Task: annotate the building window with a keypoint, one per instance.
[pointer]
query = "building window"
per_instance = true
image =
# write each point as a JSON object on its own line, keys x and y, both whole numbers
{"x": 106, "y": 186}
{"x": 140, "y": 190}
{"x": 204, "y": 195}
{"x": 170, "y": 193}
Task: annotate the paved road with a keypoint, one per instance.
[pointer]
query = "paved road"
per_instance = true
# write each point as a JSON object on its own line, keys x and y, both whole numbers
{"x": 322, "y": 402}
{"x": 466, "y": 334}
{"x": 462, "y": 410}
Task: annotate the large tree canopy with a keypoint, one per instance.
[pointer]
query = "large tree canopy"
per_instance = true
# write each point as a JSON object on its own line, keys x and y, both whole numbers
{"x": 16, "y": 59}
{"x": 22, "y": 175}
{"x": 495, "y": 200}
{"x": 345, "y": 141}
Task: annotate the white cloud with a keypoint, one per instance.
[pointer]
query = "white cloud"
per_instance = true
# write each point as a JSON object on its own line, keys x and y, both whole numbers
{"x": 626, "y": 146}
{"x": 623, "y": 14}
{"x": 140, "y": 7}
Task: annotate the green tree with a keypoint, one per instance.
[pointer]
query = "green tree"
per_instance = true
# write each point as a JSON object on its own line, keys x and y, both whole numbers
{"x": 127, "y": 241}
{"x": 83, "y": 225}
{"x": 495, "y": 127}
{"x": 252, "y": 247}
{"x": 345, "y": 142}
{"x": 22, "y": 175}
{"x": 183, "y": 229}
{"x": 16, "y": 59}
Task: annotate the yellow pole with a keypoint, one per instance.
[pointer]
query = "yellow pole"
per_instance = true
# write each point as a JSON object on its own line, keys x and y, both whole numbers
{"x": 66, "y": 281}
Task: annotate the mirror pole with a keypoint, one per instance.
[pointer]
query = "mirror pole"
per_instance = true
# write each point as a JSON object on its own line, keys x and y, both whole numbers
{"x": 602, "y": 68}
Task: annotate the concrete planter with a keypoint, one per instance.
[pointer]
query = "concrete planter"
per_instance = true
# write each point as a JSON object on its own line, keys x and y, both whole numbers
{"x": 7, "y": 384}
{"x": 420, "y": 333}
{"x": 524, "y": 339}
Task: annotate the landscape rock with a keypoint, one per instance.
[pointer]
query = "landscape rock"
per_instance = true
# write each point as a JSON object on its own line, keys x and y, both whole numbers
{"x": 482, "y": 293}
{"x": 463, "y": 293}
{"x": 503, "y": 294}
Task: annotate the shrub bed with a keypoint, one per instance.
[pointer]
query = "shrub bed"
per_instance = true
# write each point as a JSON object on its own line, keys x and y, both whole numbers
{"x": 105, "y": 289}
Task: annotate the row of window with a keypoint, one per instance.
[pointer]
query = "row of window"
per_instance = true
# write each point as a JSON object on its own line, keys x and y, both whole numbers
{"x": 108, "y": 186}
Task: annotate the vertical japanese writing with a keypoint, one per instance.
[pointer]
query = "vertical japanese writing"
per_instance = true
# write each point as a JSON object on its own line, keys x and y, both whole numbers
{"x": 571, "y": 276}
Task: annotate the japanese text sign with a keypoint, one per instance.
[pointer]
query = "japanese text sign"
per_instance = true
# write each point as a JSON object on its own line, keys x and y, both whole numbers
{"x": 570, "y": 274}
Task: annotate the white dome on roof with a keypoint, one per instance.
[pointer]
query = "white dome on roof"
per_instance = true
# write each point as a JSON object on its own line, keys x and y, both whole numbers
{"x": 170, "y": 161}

→ **WHAT IS ASKED**
Copy every line of the records word for word.

→ **SOLUTION**
Task: annotate the building window with a keypoint, one per instance.
[pointer]
query = "building window"
per_instance = true
image =
# write each point as a JSON object on its own line, keys x and y, both whole numbers
{"x": 106, "y": 186}
{"x": 140, "y": 190}
{"x": 204, "y": 195}
{"x": 170, "y": 193}
Task: annotate the paved road with a keypoint, one per instance.
[pointer]
query = "paved road"
per_instance = true
# write each point as a JSON object on its own line, keys x and y, both whole numbers
{"x": 322, "y": 402}
{"x": 466, "y": 334}
{"x": 462, "y": 410}
Task: annotate the large tree canopy with a keypoint, one per instance.
[pointer]
query = "large tree canopy"
per_instance = true
# write each point as a JSON object on its own line, keys x and y, both whole numbers
{"x": 16, "y": 59}
{"x": 22, "y": 175}
{"x": 495, "y": 200}
{"x": 345, "y": 141}
Task: annotate the white cloud with a keypoint, one per instance.
[pointer]
query = "white cloud"
per_instance = true
# write each point as a JSON object on its own line, keys x and y, both whole numbers
{"x": 626, "y": 146}
{"x": 623, "y": 14}
{"x": 140, "y": 7}
Task: annotate the green tree with a keypoint, one per instance.
[pointer]
query = "green tree"
per_instance = true
# write each point as a JSON object on its own line, keys x and y, both whole numbers
{"x": 127, "y": 241}
{"x": 83, "y": 225}
{"x": 495, "y": 127}
{"x": 252, "y": 247}
{"x": 345, "y": 142}
{"x": 22, "y": 175}
{"x": 183, "y": 229}
{"x": 16, "y": 59}
Task: annotate the yellow pole with a keypoint, one per instance.
[pointer]
query = "yellow pole"
per_instance = true
# write each point as a JSON object on its own line, keys x and y, both whole numbers
{"x": 66, "y": 281}
Task: annotate the mirror pole with a keypoint, one per instance.
[pointer]
query = "mirror pole"
per_instance = true
# write each point as a JSON object on its own line, keys x and y, both whole numbers
{"x": 602, "y": 68}
Task: annotate the concrete planter with a keypoint, one per instance.
[pointer]
query = "concrete planter"
per_instance = true
# write each point as a JSON object on its own line, keys x and y, both whole numbers
{"x": 7, "y": 384}
{"x": 420, "y": 333}
{"x": 524, "y": 339}
Task: annotate the landscape rock with a keypoint, one per instance.
[pointer]
query = "landscape rock"
per_instance = true
# write each point as a JSON object on its own line, keys x and y, both whole numbers
{"x": 482, "y": 293}
{"x": 463, "y": 293}
{"x": 503, "y": 294}
Task: annotate the shrub bed with a keypoint, one per instance.
[pointer]
query = "shrub bed"
per_instance = true
# write each point as a JSON object on its own line, keys x and y, both whole numbers
{"x": 105, "y": 289}
Task: annotate the row of window with a keypoint, one per instance.
[pointer]
query = "row of window"
per_instance = true
# write each point as a JSON object on its own line, keys x and y, both whole numbers
{"x": 108, "y": 186}
Task: annotate the vertical japanese writing with a keypoint, one per instance.
[pointer]
query = "vertical japanese writing"
per_instance = true
# write each point as a JSON object on its own line, keys x and y, both whole numbers
{"x": 571, "y": 276}
Task: annotate the japanese text sign with a keypoint, one per instance.
[pointer]
query = "japanese text sign"
per_instance = true
# write each point as a JSON object on its own line, keys x and y, both whole numbers
{"x": 570, "y": 274}
Task: annotate the white dome on roof with a keypoint, one per instance.
[pointer]
query = "white dome on roof"
per_instance = true
# write each point as a JSON object on its own line, keys x and y, both whole numbers
{"x": 170, "y": 161}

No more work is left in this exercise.